■ **Tasks to complete**
1. Answer these questions using the article on telomeres, one line each.
(a) What everyday object does the telomere article compare telomeres to?
(b) What name does the telomere article give to the point where cells can no longer replicate properly?
(c) According to the telomere article, which molecule did the Belgian study find increased after moderate exercise?
2. Resume the article on telomeres after its final sentence and write the next part.
(Beginning of Extract to read)
What Does The Length of Your Telomeres Tell You?

The length of your telomeres can shed light on many things related to your longevity. But what are telomeres and why are they so important?

Telomeres are the caps on the end of our DNA, a little like the plastic tips on the end of shoelaces. Our DNA contains our genetic material and each time a cell replicates our DNA is copied over to the new cell. As our telomeres shorten this impacts how successfully our DNA is transcribed and therefore how quickly our cells age. The cells reach a point where they are unable to carry on replicating properly, known as the Hayflick Limit, and they become senescent. A vital enzyme called telomerase is involved in maintaining the length of your telomeres, to stop them wearing out as fast. Amazing discoveries have been made over the past couple of decades about different ways you can increase your telomerase levels. These include different types of meditation, certain types of diets and exercise. In this article we’re going to focus on the exercise portion and look at the best ways you can maintain your telomere health.

regular exerciseNumerous studies have shown how shortened telomeres have been linked with accelerated cellular aging. In fact, one study from Belgium showed that moderate intensity physical exercsie (45 mins on a stationery bike) was enough to increase the levels of a molecule (nuclear respiratory factor 1) that protects the length of the subjects telomeres. Interestingly enough this factor is also associated with starvation and may go some way to explaining why fasting or lowering caloric intake has been associated with increased longevity.
(End of Extract to read)
(Beginning of Excerpted records)
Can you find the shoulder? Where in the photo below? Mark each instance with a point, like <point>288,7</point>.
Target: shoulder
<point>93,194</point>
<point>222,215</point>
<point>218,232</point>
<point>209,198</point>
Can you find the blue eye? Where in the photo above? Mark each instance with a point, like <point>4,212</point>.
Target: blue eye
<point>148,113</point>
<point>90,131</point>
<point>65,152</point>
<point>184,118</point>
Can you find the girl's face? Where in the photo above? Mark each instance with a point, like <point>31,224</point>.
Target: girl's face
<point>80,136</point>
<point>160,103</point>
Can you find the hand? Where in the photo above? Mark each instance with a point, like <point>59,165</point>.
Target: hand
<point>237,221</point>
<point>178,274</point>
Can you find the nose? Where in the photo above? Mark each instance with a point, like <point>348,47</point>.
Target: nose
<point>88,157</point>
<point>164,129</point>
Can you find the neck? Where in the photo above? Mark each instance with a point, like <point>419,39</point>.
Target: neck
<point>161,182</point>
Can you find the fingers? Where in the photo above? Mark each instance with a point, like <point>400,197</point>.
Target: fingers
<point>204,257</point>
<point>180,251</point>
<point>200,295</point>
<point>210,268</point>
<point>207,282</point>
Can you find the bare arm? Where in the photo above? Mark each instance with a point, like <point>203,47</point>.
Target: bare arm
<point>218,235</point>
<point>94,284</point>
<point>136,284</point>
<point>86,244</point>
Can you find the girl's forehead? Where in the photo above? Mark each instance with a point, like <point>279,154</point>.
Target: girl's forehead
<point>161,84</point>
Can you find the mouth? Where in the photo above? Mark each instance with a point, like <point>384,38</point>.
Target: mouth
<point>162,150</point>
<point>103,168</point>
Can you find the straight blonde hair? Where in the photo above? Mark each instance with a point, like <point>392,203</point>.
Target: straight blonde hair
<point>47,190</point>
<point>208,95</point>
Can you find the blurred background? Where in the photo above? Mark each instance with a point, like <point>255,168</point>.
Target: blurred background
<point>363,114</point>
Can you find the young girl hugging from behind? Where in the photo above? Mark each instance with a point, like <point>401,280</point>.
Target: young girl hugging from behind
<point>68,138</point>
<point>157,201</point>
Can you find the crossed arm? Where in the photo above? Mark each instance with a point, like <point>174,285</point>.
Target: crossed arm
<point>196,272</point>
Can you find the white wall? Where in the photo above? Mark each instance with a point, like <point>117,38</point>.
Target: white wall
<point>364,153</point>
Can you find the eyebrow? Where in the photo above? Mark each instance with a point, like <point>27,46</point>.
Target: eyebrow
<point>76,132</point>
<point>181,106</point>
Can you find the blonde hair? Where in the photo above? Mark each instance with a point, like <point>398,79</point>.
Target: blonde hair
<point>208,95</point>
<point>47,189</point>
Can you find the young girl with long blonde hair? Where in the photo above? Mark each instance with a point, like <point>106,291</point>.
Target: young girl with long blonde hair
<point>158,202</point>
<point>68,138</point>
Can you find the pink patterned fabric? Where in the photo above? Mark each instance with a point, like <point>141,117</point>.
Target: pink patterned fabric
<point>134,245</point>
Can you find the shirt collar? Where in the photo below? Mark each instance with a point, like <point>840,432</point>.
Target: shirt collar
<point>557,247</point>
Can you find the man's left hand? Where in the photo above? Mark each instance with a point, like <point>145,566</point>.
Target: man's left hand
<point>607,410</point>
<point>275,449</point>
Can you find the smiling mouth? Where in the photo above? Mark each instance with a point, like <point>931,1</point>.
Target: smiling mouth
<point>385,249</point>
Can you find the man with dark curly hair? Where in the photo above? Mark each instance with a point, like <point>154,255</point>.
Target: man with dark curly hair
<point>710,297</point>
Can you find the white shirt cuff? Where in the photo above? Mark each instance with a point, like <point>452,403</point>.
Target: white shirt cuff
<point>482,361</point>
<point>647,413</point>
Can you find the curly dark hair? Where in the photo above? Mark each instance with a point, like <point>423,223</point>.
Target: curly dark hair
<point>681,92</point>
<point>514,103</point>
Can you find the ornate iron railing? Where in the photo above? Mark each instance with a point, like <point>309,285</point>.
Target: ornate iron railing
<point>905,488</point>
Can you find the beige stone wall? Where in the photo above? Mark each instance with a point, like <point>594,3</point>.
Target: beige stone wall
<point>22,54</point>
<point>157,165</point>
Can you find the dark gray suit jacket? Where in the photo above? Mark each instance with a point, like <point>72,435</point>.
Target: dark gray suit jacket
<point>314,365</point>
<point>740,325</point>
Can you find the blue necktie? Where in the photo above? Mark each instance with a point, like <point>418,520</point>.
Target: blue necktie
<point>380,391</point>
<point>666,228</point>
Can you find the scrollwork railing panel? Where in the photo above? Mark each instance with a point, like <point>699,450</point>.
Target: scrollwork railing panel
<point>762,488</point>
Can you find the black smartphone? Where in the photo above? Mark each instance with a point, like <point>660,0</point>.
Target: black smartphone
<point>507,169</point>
(End of Excerpted records)
■ **Solved problems**
1.
(a) The plastic tips on the end of shoelaces.
(b) The Hayflick Limit.
(c) Nuclear respiratory factor 1.

2.
Another study out of the US showed that people that did the most amount of exercise (30 -40 minutes at least 5 times per week) had the longest telomeres and that there was little difference in telomere length between sedentary individuals and those who performed moderate amounts of exercise. The authors quoted a difference of around 9 years in telomer length between the most active individuals and the most sedentary. The authors believed that the benefits of high levels of exercise protecting telomere length may be to to anti-inflammatory effect and reduction in oxidative stress. Although they concluded that more research was needed to prove this theory.

Another study used High Intensity Interval Training (HIIT) to illicit improvements in the levels of the enzyme telomerase and also telomere length as well. Strength training didn’t seem to have any effect on telomere legth in this study.

After reviewing the various studies on physical activity and telomere length, it appears that moderate to high intensity exercise done regularly (3-5 times a week) has been shown to improve the length of your telomeres. This would also indicate that these levels of exercise will be enough to slow down cellular aging and therefore extend your life.